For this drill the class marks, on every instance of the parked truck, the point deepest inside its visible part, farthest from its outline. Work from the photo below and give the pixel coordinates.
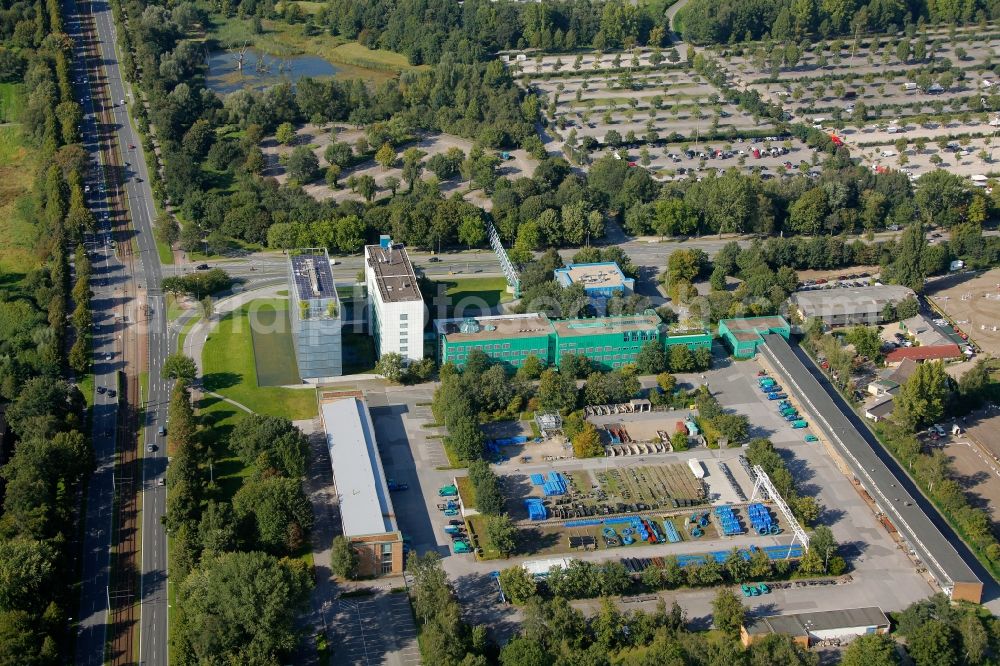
(697, 468)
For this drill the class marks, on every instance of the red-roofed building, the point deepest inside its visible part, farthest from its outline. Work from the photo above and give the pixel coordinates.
(928, 353)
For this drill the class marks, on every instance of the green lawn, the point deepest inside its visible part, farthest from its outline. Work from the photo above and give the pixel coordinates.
(164, 252)
(86, 386)
(218, 418)
(229, 369)
(471, 296)
(10, 102)
(273, 350)
(174, 310)
(17, 209)
(182, 336)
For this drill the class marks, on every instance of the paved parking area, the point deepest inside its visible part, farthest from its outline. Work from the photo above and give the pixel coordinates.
(361, 625)
(413, 453)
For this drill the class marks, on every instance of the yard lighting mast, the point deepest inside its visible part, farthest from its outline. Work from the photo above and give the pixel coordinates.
(763, 483)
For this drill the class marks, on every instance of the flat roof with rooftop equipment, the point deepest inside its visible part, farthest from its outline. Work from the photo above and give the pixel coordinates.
(575, 327)
(602, 277)
(312, 276)
(487, 328)
(940, 554)
(394, 274)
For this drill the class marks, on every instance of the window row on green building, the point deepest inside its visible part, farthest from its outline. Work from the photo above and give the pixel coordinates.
(513, 352)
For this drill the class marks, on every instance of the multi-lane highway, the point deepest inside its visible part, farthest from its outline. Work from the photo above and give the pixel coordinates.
(128, 304)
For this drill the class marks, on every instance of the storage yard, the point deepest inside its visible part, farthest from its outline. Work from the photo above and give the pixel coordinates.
(972, 302)
(631, 506)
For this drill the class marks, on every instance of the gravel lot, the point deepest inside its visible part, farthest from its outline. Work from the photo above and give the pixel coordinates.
(520, 165)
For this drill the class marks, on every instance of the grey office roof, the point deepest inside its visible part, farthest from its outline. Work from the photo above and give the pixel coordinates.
(394, 274)
(830, 302)
(801, 624)
(365, 506)
(312, 276)
(858, 444)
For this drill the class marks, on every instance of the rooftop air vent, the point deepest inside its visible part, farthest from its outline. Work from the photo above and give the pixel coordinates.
(470, 325)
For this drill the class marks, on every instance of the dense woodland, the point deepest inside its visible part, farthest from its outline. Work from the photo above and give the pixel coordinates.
(719, 22)
(49, 456)
(235, 544)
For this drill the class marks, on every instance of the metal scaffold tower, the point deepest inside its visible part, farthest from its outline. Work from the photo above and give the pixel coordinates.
(509, 271)
(763, 483)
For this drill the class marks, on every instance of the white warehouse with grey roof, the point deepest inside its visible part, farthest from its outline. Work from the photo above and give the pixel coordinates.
(367, 517)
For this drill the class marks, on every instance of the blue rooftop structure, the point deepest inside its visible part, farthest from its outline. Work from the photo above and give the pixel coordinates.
(600, 280)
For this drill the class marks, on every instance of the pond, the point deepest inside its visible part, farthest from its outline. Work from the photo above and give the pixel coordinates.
(261, 70)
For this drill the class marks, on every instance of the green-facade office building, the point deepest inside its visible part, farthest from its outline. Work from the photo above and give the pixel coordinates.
(609, 342)
(744, 334)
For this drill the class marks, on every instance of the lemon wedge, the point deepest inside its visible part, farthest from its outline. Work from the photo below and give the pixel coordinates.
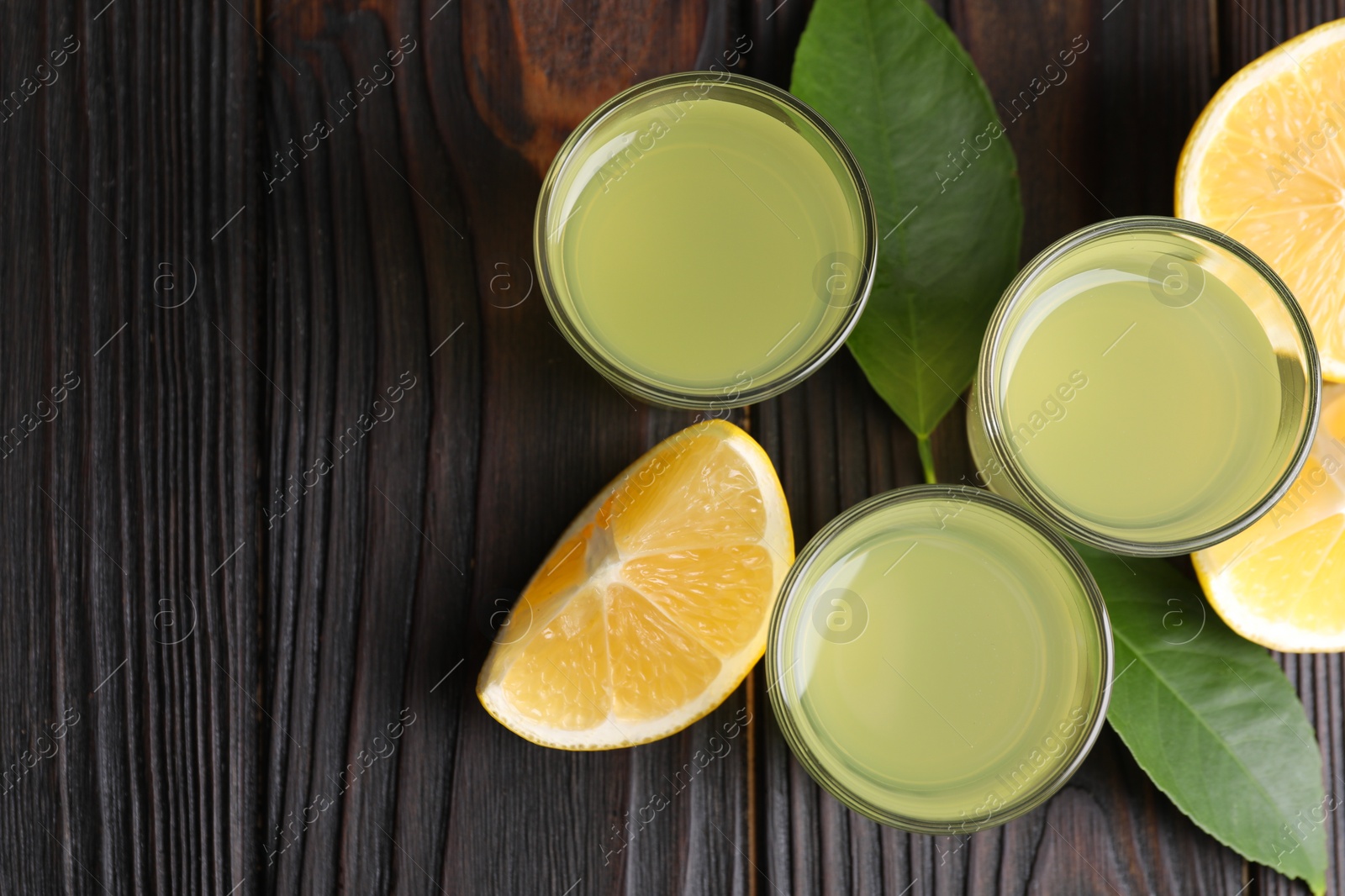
(654, 604)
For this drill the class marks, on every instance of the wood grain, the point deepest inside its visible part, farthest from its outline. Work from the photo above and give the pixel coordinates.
(323, 430)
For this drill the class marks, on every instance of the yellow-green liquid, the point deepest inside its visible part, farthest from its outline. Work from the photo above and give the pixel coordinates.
(1142, 394)
(943, 662)
(706, 240)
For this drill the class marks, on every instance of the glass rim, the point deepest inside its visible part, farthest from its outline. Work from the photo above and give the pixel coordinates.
(786, 716)
(988, 392)
(730, 394)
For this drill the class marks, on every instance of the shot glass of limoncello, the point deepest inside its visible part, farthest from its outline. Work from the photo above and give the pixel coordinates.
(705, 240)
(1147, 385)
(939, 660)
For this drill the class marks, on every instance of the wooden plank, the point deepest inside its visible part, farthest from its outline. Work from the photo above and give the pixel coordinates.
(132, 221)
(232, 631)
(524, 818)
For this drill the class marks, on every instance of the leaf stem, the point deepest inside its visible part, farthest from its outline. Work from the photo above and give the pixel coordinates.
(927, 458)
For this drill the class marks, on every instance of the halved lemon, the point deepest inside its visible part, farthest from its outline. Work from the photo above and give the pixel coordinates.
(654, 604)
(1266, 165)
(1281, 582)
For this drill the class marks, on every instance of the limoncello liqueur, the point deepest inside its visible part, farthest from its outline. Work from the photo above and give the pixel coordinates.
(1149, 385)
(939, 660)
(705, 237)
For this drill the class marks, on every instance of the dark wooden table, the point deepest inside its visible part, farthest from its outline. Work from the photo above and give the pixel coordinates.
(261, 667)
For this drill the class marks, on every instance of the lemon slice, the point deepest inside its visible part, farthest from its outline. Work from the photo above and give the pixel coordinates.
(1281, 582)
(654, 604)
(1266, 165)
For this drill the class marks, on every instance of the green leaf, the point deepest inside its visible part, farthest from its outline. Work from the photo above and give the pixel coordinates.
(905, 98)
(1212, 719)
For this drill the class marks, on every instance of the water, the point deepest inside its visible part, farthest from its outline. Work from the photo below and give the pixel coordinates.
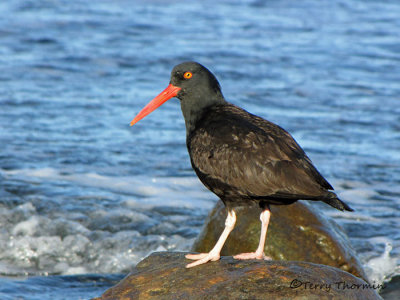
(84, 197)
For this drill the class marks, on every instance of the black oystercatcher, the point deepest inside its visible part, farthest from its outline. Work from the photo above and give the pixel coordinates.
(240, 157)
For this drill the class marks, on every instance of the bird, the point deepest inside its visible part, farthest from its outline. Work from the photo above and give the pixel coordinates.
(242, 158)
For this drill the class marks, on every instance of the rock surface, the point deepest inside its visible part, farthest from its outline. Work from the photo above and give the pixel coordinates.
(297, 232)
(163, 275)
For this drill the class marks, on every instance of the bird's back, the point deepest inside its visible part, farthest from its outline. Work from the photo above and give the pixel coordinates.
(242, 157)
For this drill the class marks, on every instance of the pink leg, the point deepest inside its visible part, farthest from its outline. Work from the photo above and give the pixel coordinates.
(259, 253)
(214, 254)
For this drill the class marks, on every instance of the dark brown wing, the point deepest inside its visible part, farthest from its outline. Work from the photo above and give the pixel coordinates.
(236, 154)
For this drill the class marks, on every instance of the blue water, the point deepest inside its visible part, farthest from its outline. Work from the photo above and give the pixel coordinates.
(84, 197)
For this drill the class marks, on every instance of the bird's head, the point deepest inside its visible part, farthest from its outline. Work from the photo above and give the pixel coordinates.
(191, 83)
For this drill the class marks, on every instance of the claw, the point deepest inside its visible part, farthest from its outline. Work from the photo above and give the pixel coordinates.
(201, 258)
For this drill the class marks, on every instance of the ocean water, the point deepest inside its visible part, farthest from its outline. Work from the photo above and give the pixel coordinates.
(84, 196)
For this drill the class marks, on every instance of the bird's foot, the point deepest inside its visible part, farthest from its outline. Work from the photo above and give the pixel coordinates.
(252, 255)
(202, 258)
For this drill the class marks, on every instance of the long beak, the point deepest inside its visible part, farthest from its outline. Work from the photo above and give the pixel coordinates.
(170, 92)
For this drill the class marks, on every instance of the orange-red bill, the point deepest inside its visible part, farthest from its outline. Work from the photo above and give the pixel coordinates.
(170, 92)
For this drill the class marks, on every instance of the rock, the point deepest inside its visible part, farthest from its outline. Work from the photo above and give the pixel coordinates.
(296, 232)
(163, 275)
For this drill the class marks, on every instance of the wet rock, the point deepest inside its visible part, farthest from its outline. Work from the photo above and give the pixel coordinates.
(163, 275)
(296, 232)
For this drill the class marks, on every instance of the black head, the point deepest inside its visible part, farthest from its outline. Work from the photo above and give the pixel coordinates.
(195, 81)
(195, 86)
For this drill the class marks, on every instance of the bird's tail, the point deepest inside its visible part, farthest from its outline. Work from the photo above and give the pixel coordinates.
(335, 202)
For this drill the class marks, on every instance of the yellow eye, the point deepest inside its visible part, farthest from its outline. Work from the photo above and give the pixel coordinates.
(187, 75)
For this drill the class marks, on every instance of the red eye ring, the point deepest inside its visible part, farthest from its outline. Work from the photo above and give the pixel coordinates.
(187, 75)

------------

What the task requires: Exactly the lines from the one containing "yellow eye, the" to the final line of the entries must be restated, and no others.

Task solution:
For this drill the class marks, on every instance of the yellow eye, the point deepest inside its visible part, farthest from its outline. Work from the photo above and give the pixel coordinates.
(187, 75)
For this drill the class marks, on every instance of the red eye ring, the point deepest inside its visible part, farthest from its outline. Work from the photo above and give the pixel coordinates.
(187, 75)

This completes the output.